_The problem_
Using the entries that follow, state how many lines contain the word "wooden". The response is that number and nothing more.

_Dataset records_
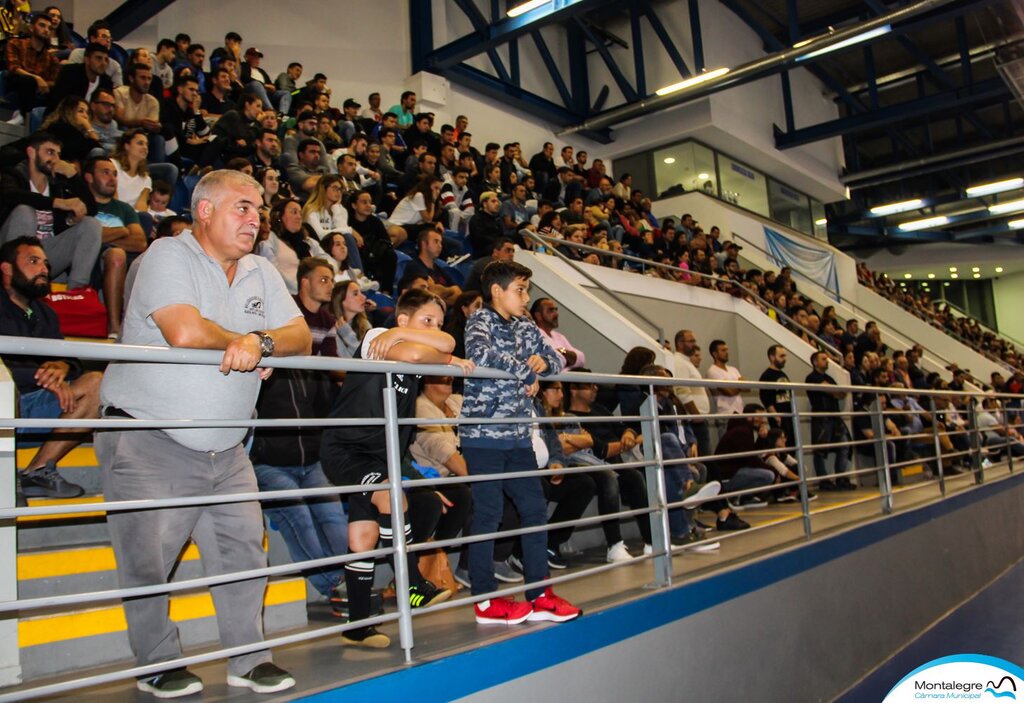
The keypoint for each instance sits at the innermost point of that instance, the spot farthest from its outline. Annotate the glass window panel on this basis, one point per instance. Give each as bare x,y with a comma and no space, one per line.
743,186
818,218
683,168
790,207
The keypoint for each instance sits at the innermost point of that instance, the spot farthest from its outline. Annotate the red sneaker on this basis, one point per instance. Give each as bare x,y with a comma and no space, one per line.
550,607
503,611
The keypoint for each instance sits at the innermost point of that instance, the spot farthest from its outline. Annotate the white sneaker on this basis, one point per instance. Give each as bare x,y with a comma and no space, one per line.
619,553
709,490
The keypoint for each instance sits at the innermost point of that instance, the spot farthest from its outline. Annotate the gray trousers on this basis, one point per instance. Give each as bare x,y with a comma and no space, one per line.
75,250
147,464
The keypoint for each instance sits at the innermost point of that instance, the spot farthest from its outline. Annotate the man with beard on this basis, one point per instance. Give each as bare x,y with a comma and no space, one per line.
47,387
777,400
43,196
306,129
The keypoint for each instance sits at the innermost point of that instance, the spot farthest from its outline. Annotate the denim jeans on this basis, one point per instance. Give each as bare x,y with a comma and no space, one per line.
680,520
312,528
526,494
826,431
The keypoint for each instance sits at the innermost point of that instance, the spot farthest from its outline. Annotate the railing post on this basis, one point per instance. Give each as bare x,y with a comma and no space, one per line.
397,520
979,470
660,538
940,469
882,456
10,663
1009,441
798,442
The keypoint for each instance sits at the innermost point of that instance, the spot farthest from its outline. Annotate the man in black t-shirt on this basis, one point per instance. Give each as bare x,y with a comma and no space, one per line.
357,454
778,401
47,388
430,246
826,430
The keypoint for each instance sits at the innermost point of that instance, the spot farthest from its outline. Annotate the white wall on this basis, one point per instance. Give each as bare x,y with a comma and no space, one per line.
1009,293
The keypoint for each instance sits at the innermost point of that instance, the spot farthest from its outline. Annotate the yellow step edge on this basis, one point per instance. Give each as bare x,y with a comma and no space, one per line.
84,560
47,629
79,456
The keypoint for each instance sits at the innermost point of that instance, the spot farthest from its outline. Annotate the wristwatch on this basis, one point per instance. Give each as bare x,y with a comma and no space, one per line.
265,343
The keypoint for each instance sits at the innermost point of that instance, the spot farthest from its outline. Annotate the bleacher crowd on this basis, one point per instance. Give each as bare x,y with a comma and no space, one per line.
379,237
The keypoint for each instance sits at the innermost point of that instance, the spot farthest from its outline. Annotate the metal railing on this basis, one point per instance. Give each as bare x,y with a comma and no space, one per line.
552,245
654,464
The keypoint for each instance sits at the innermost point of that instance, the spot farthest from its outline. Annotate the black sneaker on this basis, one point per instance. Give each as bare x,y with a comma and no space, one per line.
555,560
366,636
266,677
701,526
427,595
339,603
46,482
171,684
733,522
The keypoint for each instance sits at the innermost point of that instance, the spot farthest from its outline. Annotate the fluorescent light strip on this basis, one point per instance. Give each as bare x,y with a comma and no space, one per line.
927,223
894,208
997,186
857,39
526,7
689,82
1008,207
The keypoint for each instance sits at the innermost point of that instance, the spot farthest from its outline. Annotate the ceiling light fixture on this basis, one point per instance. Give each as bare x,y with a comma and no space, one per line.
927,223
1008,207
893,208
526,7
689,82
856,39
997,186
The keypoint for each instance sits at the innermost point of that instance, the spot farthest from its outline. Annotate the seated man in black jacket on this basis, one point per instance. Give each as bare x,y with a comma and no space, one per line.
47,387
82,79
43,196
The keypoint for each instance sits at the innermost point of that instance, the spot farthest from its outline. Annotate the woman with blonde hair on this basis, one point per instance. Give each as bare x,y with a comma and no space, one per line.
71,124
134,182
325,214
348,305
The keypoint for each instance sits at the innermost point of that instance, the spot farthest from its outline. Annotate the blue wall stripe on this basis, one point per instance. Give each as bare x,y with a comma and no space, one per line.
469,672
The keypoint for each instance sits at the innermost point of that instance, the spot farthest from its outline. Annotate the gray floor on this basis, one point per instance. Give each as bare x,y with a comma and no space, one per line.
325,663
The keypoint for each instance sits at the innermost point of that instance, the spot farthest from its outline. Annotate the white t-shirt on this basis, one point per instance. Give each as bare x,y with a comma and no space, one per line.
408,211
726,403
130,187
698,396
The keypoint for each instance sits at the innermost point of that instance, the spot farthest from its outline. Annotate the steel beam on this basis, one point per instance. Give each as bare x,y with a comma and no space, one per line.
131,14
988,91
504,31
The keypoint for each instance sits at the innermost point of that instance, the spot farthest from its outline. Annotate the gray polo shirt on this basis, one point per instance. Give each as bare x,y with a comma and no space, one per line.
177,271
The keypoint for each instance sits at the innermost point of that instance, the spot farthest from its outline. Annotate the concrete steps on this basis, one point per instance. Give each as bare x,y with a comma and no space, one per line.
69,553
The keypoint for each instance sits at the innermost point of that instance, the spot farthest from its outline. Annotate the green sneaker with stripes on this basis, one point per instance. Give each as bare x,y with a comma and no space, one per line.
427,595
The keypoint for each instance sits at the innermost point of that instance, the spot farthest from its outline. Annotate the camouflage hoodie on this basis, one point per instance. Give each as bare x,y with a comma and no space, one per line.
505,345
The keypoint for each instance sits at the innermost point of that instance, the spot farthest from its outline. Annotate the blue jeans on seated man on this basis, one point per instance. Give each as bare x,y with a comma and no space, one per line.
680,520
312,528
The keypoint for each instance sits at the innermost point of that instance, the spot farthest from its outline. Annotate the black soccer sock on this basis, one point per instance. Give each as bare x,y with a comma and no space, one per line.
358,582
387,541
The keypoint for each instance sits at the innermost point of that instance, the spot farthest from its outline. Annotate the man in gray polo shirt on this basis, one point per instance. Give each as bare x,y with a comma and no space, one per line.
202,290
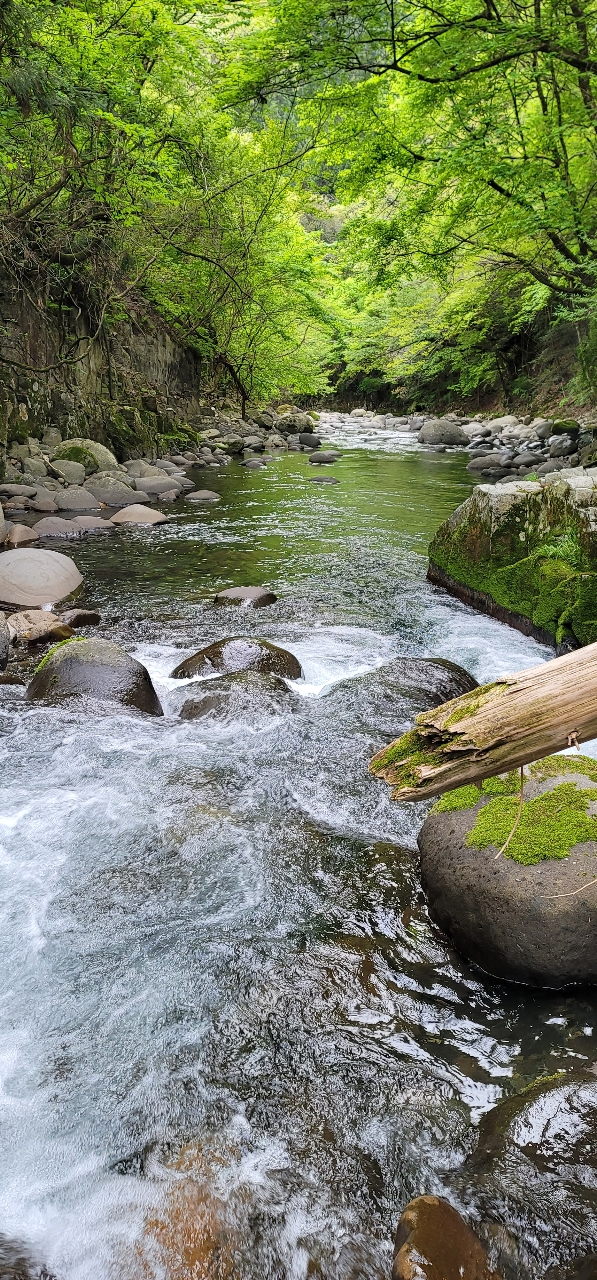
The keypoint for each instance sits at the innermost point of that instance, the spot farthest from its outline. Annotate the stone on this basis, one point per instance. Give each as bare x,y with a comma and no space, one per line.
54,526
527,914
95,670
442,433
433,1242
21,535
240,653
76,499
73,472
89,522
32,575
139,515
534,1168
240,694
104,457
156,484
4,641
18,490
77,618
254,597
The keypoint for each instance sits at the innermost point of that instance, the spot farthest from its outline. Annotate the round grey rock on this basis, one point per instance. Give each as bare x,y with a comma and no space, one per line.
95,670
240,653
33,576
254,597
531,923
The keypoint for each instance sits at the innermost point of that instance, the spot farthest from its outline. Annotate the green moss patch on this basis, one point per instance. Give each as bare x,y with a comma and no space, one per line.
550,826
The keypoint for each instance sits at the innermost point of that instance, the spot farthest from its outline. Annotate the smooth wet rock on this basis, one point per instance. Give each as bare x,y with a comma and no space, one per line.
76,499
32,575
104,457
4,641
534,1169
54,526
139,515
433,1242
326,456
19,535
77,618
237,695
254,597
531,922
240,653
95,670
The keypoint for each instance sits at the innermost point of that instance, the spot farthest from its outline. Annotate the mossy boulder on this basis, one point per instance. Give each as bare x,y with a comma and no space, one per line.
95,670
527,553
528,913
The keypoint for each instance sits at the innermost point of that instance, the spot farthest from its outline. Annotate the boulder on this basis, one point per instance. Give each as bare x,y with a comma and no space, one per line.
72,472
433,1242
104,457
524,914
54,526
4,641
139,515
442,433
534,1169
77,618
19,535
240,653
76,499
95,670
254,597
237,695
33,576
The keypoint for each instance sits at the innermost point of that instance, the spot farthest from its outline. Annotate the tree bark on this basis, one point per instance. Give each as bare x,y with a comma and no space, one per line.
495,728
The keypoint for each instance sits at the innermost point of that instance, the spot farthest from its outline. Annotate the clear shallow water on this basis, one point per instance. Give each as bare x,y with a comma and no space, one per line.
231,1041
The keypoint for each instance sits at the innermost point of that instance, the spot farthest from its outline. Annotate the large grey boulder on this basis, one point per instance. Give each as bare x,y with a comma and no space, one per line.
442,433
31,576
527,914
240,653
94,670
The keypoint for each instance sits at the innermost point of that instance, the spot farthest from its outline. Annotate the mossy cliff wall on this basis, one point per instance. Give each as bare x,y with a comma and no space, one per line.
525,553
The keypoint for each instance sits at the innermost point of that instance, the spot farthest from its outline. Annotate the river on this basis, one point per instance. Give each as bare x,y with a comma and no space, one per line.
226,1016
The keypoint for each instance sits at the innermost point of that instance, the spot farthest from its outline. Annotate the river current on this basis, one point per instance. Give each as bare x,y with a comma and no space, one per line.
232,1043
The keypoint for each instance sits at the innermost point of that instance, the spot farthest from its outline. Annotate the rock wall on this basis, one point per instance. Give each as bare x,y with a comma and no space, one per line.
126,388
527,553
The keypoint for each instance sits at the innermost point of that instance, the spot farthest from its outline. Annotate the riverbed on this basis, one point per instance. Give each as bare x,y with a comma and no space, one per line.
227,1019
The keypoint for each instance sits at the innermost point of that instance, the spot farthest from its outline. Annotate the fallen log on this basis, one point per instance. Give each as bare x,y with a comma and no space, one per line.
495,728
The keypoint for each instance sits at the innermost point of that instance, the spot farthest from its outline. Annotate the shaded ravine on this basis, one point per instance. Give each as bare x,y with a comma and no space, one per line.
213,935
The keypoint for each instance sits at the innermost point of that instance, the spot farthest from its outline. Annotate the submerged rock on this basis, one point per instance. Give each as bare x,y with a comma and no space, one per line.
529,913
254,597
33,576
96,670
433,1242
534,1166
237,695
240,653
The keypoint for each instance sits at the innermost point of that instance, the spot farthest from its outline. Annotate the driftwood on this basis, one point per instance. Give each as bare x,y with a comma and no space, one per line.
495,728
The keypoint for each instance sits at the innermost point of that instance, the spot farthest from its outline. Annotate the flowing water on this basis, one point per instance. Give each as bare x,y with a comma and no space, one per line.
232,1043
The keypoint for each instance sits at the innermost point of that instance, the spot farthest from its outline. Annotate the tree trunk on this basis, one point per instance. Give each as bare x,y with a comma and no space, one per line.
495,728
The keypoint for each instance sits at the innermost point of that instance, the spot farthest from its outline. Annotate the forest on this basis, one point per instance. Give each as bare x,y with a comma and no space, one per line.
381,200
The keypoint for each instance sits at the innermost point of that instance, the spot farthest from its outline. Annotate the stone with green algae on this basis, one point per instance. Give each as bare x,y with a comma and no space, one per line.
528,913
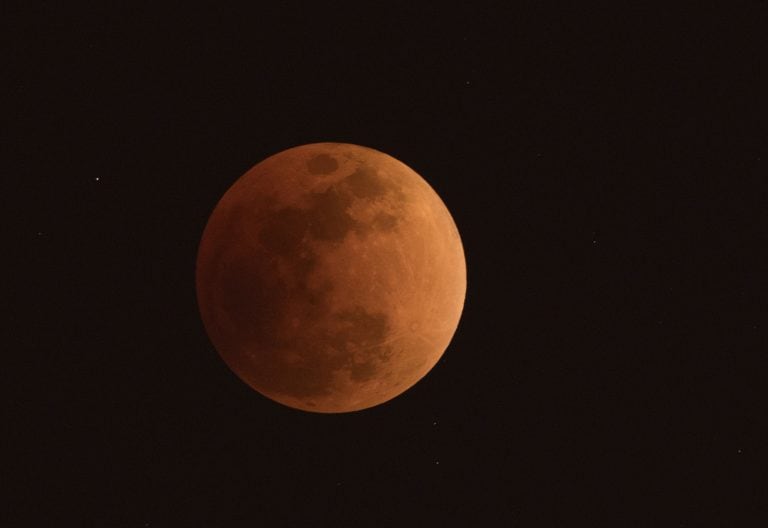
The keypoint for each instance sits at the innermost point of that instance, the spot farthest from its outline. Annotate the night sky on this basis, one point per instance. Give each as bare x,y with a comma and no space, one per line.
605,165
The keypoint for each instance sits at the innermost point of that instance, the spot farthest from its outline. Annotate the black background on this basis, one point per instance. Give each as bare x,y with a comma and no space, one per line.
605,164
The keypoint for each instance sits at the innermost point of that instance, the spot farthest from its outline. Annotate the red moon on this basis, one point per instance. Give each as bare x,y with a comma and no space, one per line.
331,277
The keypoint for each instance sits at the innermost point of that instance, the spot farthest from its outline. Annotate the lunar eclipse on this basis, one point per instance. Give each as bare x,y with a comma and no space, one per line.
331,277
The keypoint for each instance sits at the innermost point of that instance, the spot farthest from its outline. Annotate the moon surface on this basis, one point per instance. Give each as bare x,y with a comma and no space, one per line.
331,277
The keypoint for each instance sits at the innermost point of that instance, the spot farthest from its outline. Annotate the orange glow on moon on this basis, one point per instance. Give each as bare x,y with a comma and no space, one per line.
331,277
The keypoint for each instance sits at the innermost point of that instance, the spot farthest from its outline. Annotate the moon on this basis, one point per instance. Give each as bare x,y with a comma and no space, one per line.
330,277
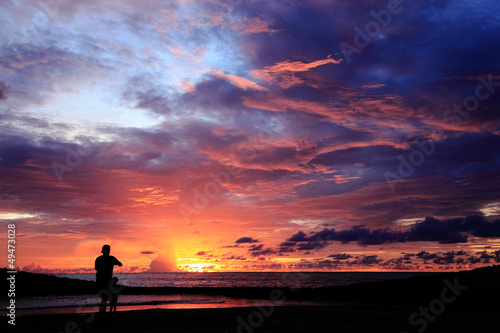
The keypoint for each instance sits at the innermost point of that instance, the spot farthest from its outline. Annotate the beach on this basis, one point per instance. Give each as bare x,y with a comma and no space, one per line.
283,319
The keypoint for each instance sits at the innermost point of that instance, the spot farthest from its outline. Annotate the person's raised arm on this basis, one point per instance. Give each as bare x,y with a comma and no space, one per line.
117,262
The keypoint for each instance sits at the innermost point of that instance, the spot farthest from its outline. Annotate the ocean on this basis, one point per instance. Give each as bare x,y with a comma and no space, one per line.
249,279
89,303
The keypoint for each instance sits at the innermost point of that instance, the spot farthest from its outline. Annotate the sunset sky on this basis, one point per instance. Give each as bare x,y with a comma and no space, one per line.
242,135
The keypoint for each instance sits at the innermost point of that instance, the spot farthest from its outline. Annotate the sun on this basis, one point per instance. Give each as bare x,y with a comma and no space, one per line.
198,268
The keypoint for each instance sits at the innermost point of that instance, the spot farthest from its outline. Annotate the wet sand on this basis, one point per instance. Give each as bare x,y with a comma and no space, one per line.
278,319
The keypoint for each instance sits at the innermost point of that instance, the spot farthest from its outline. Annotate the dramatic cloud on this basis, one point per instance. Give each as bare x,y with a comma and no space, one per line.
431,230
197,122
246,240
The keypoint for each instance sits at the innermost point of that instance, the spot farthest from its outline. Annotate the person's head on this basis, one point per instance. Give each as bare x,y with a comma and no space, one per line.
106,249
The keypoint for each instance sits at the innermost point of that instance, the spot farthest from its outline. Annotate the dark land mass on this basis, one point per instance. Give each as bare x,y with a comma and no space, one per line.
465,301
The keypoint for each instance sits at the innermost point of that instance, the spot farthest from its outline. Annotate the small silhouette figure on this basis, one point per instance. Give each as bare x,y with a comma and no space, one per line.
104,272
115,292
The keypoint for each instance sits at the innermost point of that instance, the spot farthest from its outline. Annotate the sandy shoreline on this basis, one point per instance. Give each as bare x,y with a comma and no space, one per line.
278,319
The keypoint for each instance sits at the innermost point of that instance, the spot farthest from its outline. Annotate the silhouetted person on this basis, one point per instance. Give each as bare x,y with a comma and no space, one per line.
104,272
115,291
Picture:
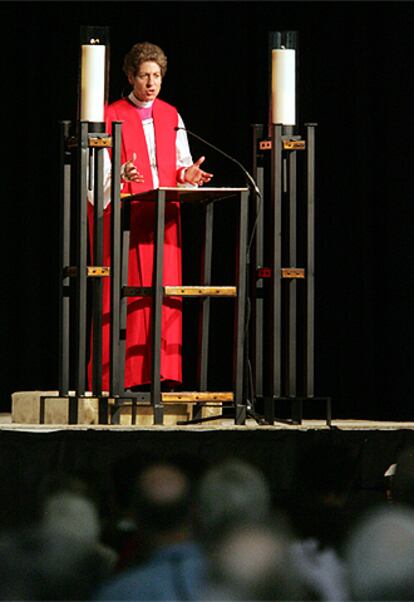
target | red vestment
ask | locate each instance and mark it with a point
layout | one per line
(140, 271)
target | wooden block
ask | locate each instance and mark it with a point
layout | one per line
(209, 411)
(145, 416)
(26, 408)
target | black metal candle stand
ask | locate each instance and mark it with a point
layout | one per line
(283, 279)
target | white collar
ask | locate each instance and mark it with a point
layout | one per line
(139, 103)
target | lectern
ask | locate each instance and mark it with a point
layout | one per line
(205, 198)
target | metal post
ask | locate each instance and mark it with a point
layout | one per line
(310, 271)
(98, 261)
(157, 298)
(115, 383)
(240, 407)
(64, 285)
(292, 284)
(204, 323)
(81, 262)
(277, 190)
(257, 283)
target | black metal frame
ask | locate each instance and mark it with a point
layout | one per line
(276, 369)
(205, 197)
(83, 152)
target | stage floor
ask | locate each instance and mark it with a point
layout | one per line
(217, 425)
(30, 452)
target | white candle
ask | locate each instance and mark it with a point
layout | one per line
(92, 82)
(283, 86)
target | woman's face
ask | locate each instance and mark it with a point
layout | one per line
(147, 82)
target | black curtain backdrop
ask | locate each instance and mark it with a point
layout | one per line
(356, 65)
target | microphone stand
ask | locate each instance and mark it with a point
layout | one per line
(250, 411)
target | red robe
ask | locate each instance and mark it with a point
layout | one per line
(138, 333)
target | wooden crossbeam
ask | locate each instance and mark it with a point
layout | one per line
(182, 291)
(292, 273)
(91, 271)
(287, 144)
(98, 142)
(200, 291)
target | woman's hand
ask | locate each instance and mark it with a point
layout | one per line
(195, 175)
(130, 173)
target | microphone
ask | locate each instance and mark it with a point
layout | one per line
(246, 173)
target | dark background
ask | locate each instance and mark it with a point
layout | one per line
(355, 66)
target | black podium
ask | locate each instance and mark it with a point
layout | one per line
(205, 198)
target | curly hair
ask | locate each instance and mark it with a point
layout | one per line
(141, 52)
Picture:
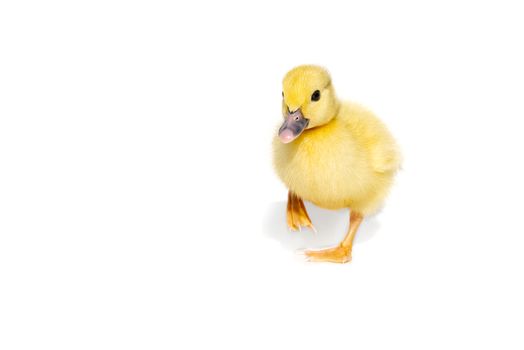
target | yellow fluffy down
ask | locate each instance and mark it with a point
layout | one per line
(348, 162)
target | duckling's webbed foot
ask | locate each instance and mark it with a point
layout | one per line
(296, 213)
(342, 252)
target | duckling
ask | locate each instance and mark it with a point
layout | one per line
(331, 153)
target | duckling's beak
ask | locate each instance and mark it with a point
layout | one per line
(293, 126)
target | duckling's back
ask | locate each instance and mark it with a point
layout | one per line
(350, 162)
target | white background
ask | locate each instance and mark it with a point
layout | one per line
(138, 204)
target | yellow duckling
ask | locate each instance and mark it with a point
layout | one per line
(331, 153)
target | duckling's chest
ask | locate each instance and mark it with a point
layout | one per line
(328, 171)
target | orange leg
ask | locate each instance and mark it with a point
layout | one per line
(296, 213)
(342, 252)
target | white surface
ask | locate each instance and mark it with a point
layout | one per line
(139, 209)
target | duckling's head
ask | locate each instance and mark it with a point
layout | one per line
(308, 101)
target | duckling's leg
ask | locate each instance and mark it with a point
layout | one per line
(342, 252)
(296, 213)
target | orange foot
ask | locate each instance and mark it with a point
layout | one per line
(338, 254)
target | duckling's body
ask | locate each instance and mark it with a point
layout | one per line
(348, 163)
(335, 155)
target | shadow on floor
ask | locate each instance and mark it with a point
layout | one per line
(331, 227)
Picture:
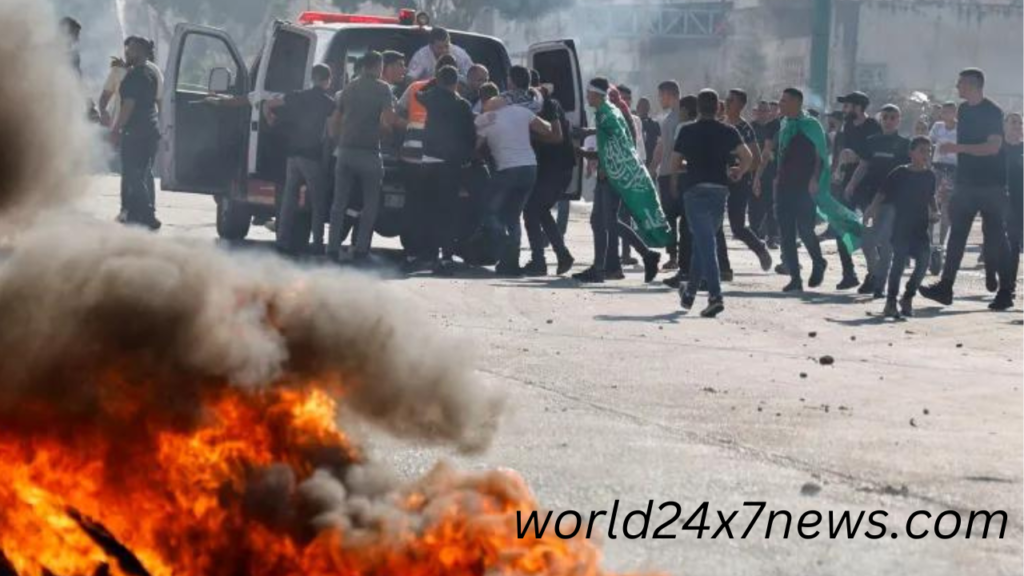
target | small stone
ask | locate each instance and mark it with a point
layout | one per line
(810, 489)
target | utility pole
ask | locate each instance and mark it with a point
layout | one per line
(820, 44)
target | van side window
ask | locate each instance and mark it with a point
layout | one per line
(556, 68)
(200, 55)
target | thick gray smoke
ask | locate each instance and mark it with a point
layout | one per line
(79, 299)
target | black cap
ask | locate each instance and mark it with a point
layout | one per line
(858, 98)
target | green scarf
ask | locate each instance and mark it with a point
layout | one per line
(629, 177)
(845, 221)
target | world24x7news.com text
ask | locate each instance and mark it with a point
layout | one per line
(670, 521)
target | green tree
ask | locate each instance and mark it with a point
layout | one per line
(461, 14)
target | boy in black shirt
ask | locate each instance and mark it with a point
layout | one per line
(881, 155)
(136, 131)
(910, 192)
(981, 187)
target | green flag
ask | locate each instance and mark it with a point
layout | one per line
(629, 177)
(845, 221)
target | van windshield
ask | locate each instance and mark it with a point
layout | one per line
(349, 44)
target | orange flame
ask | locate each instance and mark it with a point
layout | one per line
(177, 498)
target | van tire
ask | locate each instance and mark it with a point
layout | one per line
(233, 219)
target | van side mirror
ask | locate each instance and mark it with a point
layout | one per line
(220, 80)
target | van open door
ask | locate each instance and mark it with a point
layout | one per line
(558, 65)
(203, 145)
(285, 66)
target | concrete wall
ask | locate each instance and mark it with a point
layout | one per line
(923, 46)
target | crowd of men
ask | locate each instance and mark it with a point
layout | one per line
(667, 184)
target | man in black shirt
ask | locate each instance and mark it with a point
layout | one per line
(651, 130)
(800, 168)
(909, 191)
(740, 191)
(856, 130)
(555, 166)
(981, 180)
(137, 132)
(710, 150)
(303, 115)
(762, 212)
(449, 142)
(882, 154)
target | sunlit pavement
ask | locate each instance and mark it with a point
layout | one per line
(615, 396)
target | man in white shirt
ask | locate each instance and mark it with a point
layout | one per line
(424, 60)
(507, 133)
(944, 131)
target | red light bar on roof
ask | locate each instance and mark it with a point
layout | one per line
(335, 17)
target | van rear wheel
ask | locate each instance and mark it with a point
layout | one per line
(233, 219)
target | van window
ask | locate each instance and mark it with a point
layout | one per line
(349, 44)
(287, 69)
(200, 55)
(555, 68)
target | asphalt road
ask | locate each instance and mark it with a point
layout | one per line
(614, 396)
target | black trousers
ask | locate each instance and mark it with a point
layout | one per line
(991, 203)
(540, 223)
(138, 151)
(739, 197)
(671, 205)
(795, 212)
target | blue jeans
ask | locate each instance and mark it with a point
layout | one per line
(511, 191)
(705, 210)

_Reply to the task_
2